STUDY MATERIAL START
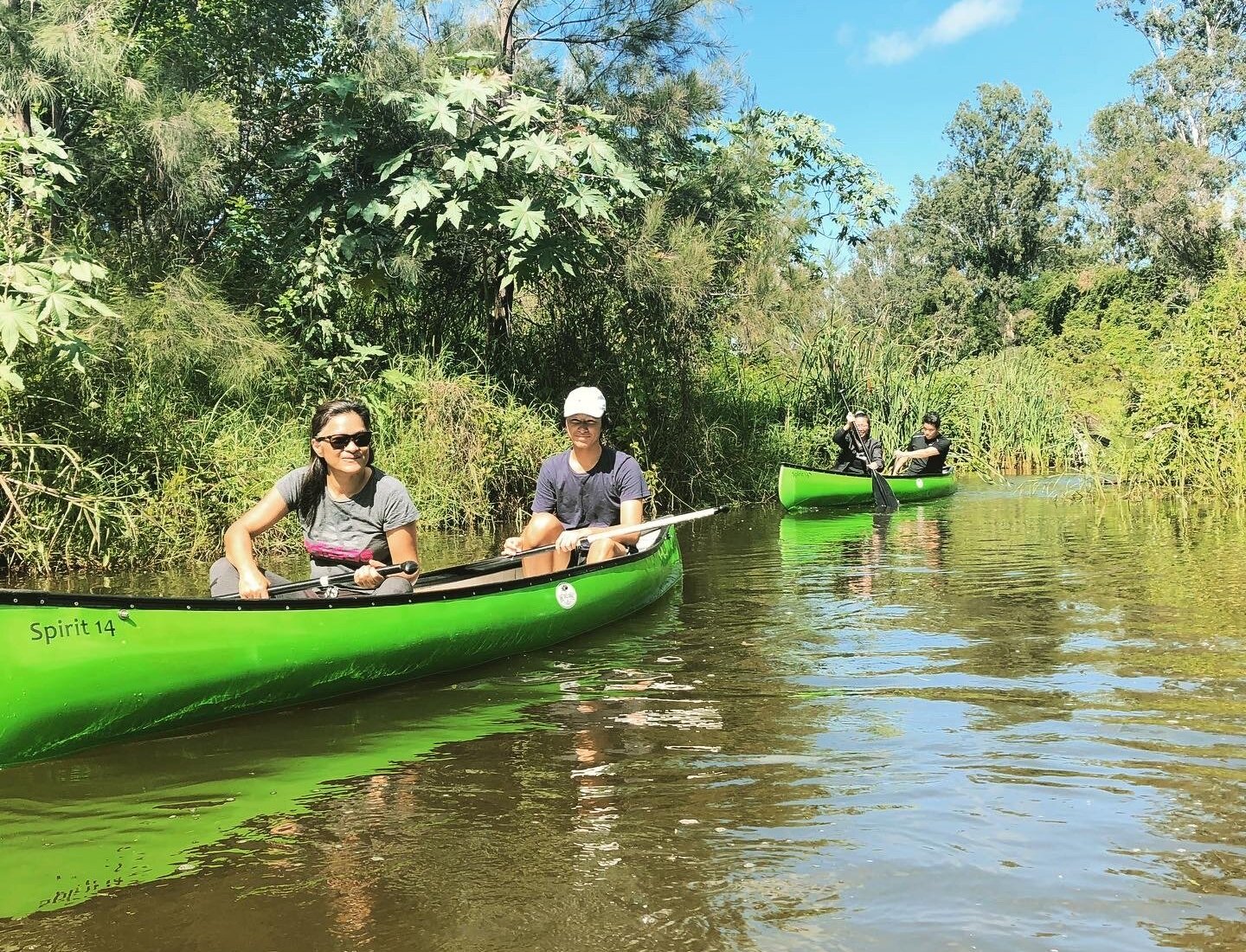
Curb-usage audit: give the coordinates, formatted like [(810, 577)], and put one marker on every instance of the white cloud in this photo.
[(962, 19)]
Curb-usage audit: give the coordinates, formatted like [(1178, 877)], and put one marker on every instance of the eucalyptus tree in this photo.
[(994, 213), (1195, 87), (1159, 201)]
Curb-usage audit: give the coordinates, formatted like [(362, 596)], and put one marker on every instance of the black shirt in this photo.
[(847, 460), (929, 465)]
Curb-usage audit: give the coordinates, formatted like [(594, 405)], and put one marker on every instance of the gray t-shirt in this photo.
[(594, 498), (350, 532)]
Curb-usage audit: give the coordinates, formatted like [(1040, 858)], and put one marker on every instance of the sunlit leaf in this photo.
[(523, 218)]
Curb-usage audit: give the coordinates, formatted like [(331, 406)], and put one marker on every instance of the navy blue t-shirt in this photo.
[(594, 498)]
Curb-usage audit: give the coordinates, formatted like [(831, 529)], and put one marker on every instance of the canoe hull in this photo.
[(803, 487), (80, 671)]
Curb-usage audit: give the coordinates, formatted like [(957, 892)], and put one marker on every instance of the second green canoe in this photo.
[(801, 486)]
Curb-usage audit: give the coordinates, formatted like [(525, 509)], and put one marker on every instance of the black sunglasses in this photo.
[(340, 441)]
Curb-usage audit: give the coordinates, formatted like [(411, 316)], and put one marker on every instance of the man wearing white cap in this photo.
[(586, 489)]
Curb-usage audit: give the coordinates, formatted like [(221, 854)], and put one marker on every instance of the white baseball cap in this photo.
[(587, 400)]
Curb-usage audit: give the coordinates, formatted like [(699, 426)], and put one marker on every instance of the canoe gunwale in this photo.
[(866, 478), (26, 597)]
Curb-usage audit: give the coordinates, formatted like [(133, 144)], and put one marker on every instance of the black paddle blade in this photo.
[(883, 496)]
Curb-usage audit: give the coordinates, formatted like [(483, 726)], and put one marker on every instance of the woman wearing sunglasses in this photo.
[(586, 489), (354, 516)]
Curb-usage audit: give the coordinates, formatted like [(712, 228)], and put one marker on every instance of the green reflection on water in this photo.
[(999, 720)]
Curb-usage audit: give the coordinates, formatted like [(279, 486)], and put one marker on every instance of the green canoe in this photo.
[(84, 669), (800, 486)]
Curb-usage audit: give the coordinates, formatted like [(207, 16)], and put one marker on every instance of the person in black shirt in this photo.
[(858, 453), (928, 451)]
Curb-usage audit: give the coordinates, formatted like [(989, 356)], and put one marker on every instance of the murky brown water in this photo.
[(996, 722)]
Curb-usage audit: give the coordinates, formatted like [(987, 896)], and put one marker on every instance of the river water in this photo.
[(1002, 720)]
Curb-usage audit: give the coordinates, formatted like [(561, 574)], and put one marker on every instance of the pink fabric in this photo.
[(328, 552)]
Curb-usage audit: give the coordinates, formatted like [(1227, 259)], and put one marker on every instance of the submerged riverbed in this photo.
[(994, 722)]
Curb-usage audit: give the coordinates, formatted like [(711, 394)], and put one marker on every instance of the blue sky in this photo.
STUDY MATERIAL END
STUDY MATERIAL START
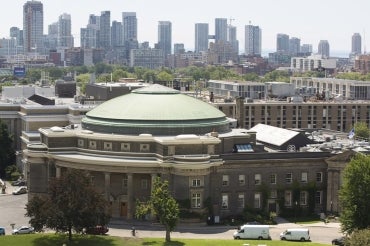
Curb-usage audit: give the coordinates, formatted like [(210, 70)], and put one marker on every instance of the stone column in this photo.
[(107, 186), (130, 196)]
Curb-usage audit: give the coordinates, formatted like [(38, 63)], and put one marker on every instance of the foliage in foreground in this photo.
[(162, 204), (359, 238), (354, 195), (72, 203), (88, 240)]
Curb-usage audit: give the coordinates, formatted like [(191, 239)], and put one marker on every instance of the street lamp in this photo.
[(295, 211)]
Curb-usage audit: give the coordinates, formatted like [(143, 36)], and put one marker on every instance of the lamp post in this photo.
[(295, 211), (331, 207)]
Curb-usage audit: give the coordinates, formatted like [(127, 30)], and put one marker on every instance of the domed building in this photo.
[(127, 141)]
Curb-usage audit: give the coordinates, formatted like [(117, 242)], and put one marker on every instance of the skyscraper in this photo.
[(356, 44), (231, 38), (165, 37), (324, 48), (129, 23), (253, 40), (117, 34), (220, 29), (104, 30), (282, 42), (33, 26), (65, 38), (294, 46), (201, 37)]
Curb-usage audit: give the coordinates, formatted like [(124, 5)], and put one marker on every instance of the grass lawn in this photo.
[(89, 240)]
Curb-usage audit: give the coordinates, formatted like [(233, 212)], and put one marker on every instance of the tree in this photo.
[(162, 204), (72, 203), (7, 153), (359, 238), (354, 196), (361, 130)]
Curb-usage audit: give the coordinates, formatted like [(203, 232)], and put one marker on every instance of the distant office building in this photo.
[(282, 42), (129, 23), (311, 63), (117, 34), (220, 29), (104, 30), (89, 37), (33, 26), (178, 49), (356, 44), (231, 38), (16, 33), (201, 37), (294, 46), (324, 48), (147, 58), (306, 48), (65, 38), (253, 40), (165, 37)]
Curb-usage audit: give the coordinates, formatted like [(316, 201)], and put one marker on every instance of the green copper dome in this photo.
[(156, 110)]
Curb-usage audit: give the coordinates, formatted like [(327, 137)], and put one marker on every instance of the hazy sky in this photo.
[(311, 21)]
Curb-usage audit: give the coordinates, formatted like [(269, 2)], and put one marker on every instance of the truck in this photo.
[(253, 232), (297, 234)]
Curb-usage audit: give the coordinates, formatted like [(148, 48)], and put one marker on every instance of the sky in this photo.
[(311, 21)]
STUDY MATERIAL END
STUDY MATERIAL START
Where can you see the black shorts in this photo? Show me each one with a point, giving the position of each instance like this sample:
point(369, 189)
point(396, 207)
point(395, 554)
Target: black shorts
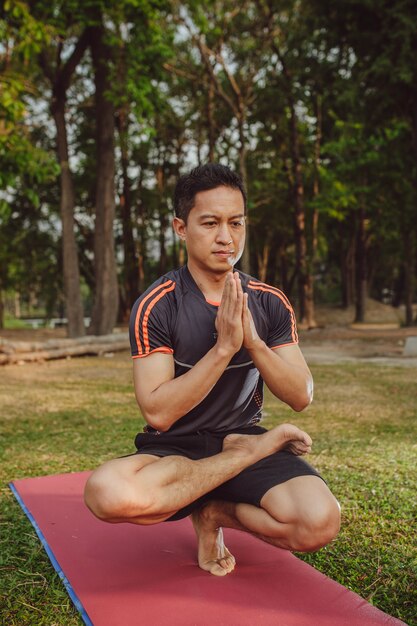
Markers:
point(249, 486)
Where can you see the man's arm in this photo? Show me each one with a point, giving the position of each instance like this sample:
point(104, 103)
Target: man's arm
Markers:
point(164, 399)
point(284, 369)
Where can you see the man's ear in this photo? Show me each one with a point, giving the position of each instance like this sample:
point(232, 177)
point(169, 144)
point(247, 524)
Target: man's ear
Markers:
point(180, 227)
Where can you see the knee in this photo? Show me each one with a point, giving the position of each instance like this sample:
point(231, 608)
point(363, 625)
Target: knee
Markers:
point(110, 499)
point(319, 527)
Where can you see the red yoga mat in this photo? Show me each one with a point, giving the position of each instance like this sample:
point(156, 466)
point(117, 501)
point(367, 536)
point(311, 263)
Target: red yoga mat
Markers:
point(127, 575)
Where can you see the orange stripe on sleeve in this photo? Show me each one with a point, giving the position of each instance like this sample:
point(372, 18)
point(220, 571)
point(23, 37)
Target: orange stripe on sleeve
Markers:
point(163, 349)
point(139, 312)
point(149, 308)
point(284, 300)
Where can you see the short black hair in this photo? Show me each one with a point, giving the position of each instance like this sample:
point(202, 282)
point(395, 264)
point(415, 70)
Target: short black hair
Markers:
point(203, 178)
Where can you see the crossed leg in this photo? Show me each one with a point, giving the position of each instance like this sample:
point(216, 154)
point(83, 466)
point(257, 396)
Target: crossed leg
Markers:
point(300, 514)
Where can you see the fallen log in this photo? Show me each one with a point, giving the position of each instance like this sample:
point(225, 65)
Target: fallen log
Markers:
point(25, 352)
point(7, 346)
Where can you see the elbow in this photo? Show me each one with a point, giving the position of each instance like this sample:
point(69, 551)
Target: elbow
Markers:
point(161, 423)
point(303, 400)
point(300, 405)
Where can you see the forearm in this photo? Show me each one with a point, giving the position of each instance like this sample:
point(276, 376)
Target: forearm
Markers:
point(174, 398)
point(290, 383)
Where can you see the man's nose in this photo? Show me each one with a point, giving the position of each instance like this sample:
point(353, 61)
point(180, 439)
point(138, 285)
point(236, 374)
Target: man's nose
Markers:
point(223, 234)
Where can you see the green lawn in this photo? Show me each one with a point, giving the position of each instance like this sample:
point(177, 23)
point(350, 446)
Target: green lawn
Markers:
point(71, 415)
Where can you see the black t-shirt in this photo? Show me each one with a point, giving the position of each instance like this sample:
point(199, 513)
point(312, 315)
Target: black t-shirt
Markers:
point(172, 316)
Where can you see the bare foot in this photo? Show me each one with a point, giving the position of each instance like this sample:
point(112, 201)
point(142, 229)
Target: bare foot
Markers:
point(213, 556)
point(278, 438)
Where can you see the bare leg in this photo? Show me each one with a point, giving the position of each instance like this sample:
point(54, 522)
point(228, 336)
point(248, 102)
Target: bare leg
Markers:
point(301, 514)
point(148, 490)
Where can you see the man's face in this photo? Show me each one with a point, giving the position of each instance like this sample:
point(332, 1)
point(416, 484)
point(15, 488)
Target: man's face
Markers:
STUDY MATERIAL END
EXERCISE AIM: Tally the lines in the records above that contain the string "crossed" and report only the tally.

FINAL ANSWER: 2